◆ STATED TASK 1
Copy the listing from the line containing "Might you point out the santa's" down to the end of the listing, requests included, and add 120 to every coordinate in the answers, leaving the requests and their sample coordinates unchanged.

I love baseball. As a writer, I've always loved the Bill James creation story too: Kansas City night watchman self-publishes his deep-thinking observations in something he called "The Baseball Abstract," gets discovered the way starlets used to at soda fountain counters and goes on to a blockbuster career as a best-selling author, prophet/heretic, and, now, a senior advisor for the Boston Red Sox.
But as a fan, I never paid much attention to the skirmishes between the sabermetrics movement that James boosted 30 years ago and the traditionalists who complain the numerologists are flogging the heartbeat out of the game. Knock yourselves out arguing, I always figured. I'm allergic to math. Until this week, if you'd rattled off some advanced sabermetrics terms such as WAR, VORP, RISP, WHIP, I might have said, "Love ya, miss ya, see ya, pal" and run the other away.
But that was B.F. -- or before Felix -- and before I called Bill James, The Man himself, because I've been following the noisy, blasphemous sounding, still snowballing debate about whether Seattle Mariners ace Felix Hernandez should win the Cy Young Award this year, even if he finishes eight or nine victories behind current 19-game winner CC Sabathia of the New York Yankees.
Some devoted number crunchers are championing King Felix's case and, against all odds, I feel like I've finally drank the Kool-Aid. I'm right there with them.
Sabathia would be a perfectly fine choice to win the Cy Young.
But he wouldn't be the best choice. Hernandez would.
Even if Hernandez's record with the lousy Mariners is now 11-10.
This seems crazy, I know. Just to make sure I'm not nuts, I called James Wednesday. And sure enough, James does have an opinion about Hernandez's candidacy.
James is used to explaining these things to stat-geek skeptics or late-coming converts like me, who get in his presence and start pre-emptively confessing how we never felt a burning need to know that Miguel Tejada's diminished defensive range can be measured based on a sophisticated formula that takes into account 64 zones on the field.
Who comes up with this stuff? Why should it be believed?

◆ SOURCE MATERIAL
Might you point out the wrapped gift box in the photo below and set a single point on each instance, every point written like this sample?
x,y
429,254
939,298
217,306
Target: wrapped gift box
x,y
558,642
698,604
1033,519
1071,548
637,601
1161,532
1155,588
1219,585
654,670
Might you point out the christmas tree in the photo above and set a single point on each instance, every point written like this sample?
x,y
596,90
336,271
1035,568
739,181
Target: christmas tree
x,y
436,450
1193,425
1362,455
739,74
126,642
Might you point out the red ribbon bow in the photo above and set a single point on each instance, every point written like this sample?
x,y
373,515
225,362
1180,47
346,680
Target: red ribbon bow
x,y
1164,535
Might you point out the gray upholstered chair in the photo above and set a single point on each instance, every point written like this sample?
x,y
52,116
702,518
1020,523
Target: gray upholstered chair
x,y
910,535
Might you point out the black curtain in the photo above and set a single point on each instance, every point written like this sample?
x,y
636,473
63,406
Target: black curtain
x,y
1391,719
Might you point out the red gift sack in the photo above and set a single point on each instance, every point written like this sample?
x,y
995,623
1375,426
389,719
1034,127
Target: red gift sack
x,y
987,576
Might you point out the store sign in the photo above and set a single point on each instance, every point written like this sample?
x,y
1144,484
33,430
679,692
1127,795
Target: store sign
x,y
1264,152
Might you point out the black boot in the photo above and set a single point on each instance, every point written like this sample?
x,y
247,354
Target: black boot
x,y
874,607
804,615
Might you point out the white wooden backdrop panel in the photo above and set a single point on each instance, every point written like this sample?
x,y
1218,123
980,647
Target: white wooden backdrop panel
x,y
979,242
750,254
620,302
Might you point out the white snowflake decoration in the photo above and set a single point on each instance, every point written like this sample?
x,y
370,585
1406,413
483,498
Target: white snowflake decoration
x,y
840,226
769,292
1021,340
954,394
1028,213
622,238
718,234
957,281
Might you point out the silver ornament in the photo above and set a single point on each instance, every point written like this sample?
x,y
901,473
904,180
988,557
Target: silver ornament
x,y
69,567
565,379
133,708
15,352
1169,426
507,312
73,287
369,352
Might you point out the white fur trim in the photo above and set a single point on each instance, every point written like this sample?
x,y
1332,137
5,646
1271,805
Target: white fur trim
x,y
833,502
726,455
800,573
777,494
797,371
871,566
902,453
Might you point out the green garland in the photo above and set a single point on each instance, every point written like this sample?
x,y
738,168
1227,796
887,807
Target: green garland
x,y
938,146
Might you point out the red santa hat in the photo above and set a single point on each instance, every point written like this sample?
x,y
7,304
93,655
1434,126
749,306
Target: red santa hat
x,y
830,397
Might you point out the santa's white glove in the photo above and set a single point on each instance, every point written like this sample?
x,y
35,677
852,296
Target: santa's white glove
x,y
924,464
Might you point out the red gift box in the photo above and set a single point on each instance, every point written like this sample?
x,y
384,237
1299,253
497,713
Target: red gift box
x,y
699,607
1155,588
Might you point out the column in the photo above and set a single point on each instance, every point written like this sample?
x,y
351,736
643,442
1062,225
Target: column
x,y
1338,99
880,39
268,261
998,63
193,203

◆ STATED TASK 2
Answer these questions from the baseball article above, one line each:
(a) What job did Bill James hold in Kansas City?
(b) Which team does CC Sabathia pitch for?
(c) How many zones on the field does the defensive formula take into account?

◆ FINAL RESULT 1
Might you point out the santa's white glove in the photo above and set a single point on each instance, every point written like this sample?
x,y
35,677
852,296
Target: santa's white glove
x,y
1044,584
Might you point out the red gift box in the photo above and set a single point on each instance, every point written like this sample?
x,y
384,237
1299,253
497,713
Target: red gift box
x,y
819,727
1275,708
Might you point out the column in the photo above and set a single point on each instance, every point written like this sample?
x,y
351,736
643,442
1062,225
Target: column
x,y
1458,219
1000,159
388,381
1118,183
313,323

◆ FINAL RESULT 2
(a) Night watchman
(b) The New York Yankees
(c) 64